→ **TASK INSTRUCTIONS**: Turn the lines below into a JSON list of strings, one string per line and no blank lines, and leave the pictures out of the list.

[Point-based annotation lines]
+-------+

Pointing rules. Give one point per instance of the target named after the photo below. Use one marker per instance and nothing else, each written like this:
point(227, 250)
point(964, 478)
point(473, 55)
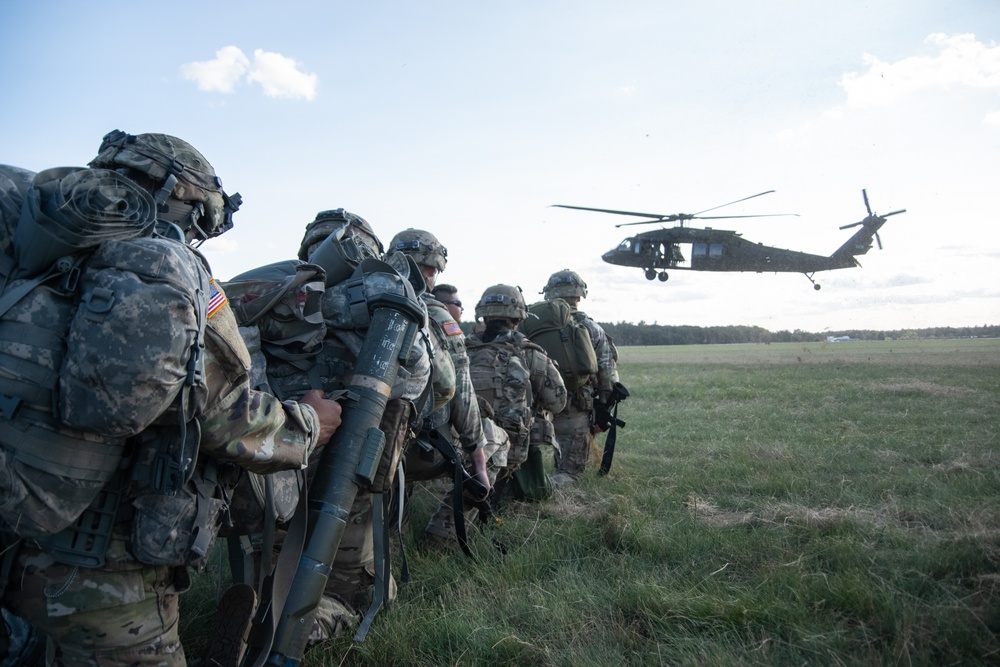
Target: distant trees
point(626, 333)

+-------+

→ **TASK RESULT**:
[
  "Pointing rules. Give one point per instance of the target named after the photo below. Use one marker per instance and nothing else, each written like this:",
  "point(227, 250)",
  "point(964, 478)",
  "point(473, 55)",
  "Target: distant trees",
  "point(626, 333)"
]